| Requirements |
The records that follow need to be output exactly as they are.

---------------

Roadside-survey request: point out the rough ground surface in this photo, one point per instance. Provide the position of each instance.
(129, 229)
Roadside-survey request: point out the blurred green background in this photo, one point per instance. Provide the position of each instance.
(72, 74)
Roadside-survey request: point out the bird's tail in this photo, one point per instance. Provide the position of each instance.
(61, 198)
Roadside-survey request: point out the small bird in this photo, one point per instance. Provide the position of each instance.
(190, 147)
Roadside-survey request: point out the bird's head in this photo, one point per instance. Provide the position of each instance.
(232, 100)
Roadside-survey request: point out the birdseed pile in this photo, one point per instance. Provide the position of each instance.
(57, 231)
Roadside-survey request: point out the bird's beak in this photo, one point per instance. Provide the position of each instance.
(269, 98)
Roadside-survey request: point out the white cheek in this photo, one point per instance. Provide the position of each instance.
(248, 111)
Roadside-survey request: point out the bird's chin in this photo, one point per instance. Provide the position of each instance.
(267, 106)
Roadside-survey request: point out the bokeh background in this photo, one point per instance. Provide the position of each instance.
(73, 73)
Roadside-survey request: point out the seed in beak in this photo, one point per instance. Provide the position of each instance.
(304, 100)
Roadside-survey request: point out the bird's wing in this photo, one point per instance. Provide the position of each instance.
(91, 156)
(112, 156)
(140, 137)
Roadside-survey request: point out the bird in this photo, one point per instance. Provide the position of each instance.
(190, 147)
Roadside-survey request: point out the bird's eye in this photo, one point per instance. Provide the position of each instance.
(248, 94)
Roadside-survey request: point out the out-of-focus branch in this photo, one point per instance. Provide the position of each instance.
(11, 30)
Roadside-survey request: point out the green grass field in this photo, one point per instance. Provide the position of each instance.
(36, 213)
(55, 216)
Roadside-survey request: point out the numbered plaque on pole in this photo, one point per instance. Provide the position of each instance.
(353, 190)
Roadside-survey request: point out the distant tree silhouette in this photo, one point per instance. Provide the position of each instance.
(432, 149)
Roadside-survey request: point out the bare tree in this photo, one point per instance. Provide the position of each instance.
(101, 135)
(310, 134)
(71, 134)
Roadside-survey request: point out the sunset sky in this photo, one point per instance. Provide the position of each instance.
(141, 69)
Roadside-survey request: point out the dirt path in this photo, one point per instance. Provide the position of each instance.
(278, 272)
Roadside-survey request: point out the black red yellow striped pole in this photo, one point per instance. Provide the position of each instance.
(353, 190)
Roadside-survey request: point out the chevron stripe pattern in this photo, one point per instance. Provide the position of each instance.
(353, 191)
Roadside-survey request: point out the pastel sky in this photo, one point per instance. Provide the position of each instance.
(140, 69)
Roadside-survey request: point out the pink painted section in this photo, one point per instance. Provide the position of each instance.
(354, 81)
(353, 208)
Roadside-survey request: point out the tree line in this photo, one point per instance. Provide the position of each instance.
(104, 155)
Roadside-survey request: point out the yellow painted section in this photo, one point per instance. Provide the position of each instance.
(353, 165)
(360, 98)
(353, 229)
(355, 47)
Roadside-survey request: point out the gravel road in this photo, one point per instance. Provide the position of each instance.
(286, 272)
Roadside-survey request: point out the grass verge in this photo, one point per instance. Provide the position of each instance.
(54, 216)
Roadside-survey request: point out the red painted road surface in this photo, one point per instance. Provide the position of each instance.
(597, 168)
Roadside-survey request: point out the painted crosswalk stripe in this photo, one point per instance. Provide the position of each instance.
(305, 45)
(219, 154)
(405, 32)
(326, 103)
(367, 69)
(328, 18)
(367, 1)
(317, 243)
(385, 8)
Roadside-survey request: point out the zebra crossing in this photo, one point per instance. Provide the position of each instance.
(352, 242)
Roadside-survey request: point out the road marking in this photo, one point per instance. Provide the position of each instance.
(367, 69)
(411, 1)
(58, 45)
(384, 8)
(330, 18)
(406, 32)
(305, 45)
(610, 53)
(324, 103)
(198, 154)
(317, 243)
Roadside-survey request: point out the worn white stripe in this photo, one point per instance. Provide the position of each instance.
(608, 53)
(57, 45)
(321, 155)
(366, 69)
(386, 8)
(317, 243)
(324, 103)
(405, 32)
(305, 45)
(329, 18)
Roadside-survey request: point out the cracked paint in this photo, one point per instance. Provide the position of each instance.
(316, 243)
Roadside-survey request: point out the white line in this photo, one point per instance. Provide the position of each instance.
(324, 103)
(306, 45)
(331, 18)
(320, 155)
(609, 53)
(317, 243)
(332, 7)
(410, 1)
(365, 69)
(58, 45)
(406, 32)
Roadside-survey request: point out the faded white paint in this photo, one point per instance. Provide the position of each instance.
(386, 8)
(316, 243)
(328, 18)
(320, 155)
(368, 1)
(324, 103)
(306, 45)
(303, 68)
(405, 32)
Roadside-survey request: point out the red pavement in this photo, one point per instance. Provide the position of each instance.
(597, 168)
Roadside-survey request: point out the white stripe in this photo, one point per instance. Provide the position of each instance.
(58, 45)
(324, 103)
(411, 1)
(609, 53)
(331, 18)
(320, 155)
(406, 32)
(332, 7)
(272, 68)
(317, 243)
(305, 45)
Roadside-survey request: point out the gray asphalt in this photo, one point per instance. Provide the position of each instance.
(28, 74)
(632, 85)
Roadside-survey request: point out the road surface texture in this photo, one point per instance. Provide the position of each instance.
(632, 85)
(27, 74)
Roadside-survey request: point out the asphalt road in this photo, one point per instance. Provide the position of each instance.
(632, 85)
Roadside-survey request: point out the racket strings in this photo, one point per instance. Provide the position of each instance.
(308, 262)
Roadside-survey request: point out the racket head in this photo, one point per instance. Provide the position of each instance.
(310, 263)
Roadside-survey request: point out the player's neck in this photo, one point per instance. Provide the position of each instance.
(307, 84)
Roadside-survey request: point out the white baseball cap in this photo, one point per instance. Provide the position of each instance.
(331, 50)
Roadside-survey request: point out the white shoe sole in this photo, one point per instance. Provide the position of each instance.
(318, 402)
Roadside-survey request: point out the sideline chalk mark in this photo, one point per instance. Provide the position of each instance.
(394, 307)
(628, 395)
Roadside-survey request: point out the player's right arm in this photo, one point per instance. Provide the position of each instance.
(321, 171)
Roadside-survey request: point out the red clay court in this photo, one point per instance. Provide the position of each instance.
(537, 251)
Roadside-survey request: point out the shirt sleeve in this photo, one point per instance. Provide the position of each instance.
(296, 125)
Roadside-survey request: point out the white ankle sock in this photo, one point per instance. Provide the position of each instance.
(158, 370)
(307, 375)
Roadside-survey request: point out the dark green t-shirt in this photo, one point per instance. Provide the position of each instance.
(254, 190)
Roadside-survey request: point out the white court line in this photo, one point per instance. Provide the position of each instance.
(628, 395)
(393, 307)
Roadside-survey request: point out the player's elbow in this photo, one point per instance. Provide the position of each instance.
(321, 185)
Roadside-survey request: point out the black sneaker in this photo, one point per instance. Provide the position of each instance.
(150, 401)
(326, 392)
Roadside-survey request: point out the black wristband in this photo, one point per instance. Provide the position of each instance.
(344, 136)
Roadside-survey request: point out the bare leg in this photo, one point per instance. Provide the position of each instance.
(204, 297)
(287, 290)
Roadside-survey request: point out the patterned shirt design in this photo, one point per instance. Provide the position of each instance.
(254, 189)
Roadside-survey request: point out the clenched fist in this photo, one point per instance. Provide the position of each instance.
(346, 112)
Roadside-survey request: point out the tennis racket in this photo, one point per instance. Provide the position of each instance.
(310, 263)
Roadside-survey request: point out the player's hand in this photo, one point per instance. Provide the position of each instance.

---------------

| The completed task |
Roadside-survey request: point out the rough ground surface in this photo, one point per instance. Provide the position of each instance.
(129, 229)
Roadside-survey request: point out the blurred green background in this photo, one point per instance. Provide the position of each instance.
(72, 74)
Roadside-survey request: point out the bird's tail in this photo, one point per instance. Provide the position of each instance.
(61, 198)
Roadside-survey request: point out the small bird in this photo, one point per instance. Provide the position of each instance.
(190, 147)
Roadside-survey request: point out the bird's head in this photo, one point per instance. Provide the position of each instance.
(232, 100)
Roadside-survey request: point out the birdseed pile in this photo, one point per instance. Provide the position of each instance.
(57, 231)
Roadside-survey request: point out the bird's beak in this photo, one point per instance. Provide the position of each instance.
(269, 98)
Roadside-survey request: point out the white cheek in this photo, one point per instance. Provide the position of each instance.
(248, 111)
Roadside-survey request: point out the bird's chin in this photo, one point per instance. Provide the position of each instance.
(267, 106)
Roadside-survey request: point out the bokeh background in this photo, one point per instance. Provide the position of each instance.
(73, 73)
Roadside-survey request: point out the seed in beak in this photo, one point per instance. Provide the position of each instance.
(304, 100)
Roadside-survey request: point out the bird's wing in this photo, one point per instance. Provide the position of each instance.
(91, 156)
(112, 156)
(140, 137)
Roadside-survey request: point out the bird in this photo, one point per instance. Provide the position of each instance.
(190, 147)
Roadside-survey request: point out the bird's eye in this photo, one point per instance. Provide the position of each instance.
(248, 94)
Roadside-survey request: point out the out-of-focus branch in this photo, one point per instance. Provide the position of each instance.
(11, 30)
Roadside-survey request: point out the green grass field in this photo, one point per instance. Provide the position of each instance.
(36, 213)
(55, 216)
Roadside-survey request: point out the numbered plaque on pole in this photo, one point per instance. Provide the position of each instance.
(353, 190)
Roadside-survey request: point out the distant tree silhouette in this photo, one point per instance. Provide the position of each instance.
(432, 149)
Roadside-survey request: point out the bare tree in this photo, one point per instance. Provide the position of each instance.
(101, 135)
(310, 134)
(71, 134)
Roadside-survey request: point out the sunset sky in this photo, one point per instance. Provide the position of each instance.
(141, 69)
Roadside-survey request: point out the dirt path in this photo, one point per instance. Provide the position of each instance.
(278, 272)
Roadside-survey request: point out the black red yellow striped pole in this photo, one point per instance. Provide the position of each instance.
(353, 190)
Roadside-survey request: point out the chevron stripe pattern in this photo, one point per instance. Provide the position of each instance.
(353, 191)
Roadside-survey request: point out the pastel sky in this photo, one point per instance. Provide the position of each instance.
(140, 69)
Roadside-survey request: point out the pink painted section in this photo, one point per instance. Provide the position of each instance.
(354, 81)
(353, 208)
Roadside-survey request: point out the tree line in this photo, one point per instance. Provide the position of each instance.
(104, 155)
Roadside-survey request: point out the yellow painted section in this photo, one point per instance. Provide the position of each instance.
(353, 165)
(360, 98)
(353, 229)
(355, 47)
Roadside-survey request: point out the gravel road in this photo, one point per instance. Provide the position of each instance.
(286, 272)
Roadside-survey request: point out the grass verge in this photo, one point per instance. Provide the position of each instance.
(54, 216)
Roadside-survey request: point out the red painted road surface in this photo, one point per instance. Provide the position of each instance.
(597, 168)
Roadside-survey request: point out the painted crosswalk stripe in this photo, one point per instance. Provide the position of each instance.
(305, 45)
(219, 154)
(405, 32)
(326, 103)
(367, 69)
(328, 18)
(367, 1)
(317, 243)
(385, 8)
Roadside-survey request: point out the zebra crossing in this photo, one point per instance. Provide the position of each instance.
(352, 242)
Roadside-survey request: point out the road marking in this photo, one point per instance. Provide the position of each instance.
(367, 69)
(411, 1)
(58, 45)
(384, 8)
(330, 18)
(406, 32)
(305, 45)
(610, 53)
(324, 103)
(198, 154)
(317, 243)
Roadside-survey request: point out the worn white stripe in this photo, one point per instance. Provide the position of each instance.
(608, 53)
(57, 45)
(321, 155)
(366, 69)
(386, 8)
(317, 243)
(324, 103)
(405, 32)
(305, 45)
(329, 18)
Roadside-survey request: point out the cracked paint in this photo, one point per instance. Provide the position of each instance.
(316, 243)
Roadside-survey request: point out the white line in this photo, one point per instance. Provide the position of each instance.
(324, 103)
(306, 45)
(331, 18)
(320, 155)
(609, 53)
(317, 243)
(332, 7)
(410, 1)
(365, 69)
(58, 45)
(406, 32)
Roadside-survey request: point out the faded white paint in this photo, one point per instance. Provide the position of each instance.
(386, 8)
(316, 243)
(328, 18)
(320, 155)
(368, 1)
(324, 103)
(306, 45)
(303, 68)
(405, 32)
Roadside-survey request: point out the red pavement in this photo, one point per instance. Provide the position of each instance.
(597, 168)
Roadside-survey request: point out the white stripe in this photo, one point per instance. Provide the position of each instance.
(58, 45)
(324, 103)
(411, 1)
(609, 53)
(331, 18)
(320, 155)
(406, 32)
(332, 7)
(272, 68)
(317, 243)
(305, 45)
Roadside-survey request: point out the gray asphalt in this photo, one point per instance. Provide the position of each instance.
(28, 74)
(632, 85)
Roadside-survey request: point out the road surface texture in this photo, one point per instance. Provide the position of each instance.
(632, 85)
(27, 74)
Roadside-survey request: point out the asphalt road in this photo, one point per instance. Provide the position of each instance.
(632, 85)
Roadside-survey request: point out the racket strings in this photo, one point per instance. Provide the position of each instance.
(308, 262)
Roadside-survey request: point out the racket head in this photo, one point per instance. Provide the position of each instance.
(310, 263)
Roadside-survey request: point out the player's neck in this photo, one point per instance. Provide the position of each instance.
(307, 84)
Roadside-survey request: point out the white baseball cap in this photo, one point per instance. Provide the position of each instance.
(331, 50)
Roadside-survey request: point out the white shoe sole in this photo, one point per instance. Provide the position of each instance.
(318, 402)
Roadside-survey request: point out the sideline chalk mark in this photo, one point per instance. Provide the position of each instance.
(394, 307)
(628, 395)
Roadside-survey request: point out the player's right arm in this photo, one point per instance. Provide the position of each instance.
(321, 171)
Roadside-survey request: point out the red clay court in this photo, one point per instance. Provide the position of each instance.
(537, 251)
Roadside-survey request: point out the shirt sleeve in this photo, one point per instance. Provide the position of each instance.
(296, 125)
Roadside-survey request: point out the white ankle sock in this photo, one point per instance. Provide the position of each instance.
(158, 370)
(307, 375)
Roadside-survey request: point out the dark green t-shirt in this photo, one point per instance. Provide the position of each instance.
(254, 190)
Roadside-survey request: point out the white court line in this photo, one point per instance. Provide the position of each instance.
(628, 395)
(393, 307)
Roadside-survey request: point out the player's elbow in this photo, one point per instance. Provide the position of each instance.
(321, 185)
Roadside-survey request: point out the black sneaker in this photo, one point per instance. Provide the position of each instance.
(150, 401)
(326, 392)
Roadside-survey request: point out the black wristband in this photo, one point per instance. Provide the position of each instance.
(344, 136)
Roadside-survey request: point out the bare leg in this photo, one point per instance. Provide the position of each instance.
(204, 297)
(287, 290)
Roadside-survey request: point out the patterned shirt design in this photo, one point per instance. Provide the position of each instance.
(254, 189)
Roadside-survey request: point out the clenched fist in this photo, one point per instance. Provide the position of each instance.
(346, 112)
Roadside-survey request: point out the tennis racket in this photo, one point per instance. Provide the position of each instance.
(310, 263)
Roadside-survey request: point out the player's hand in this photo, one point per instance. Provide the position of each instance.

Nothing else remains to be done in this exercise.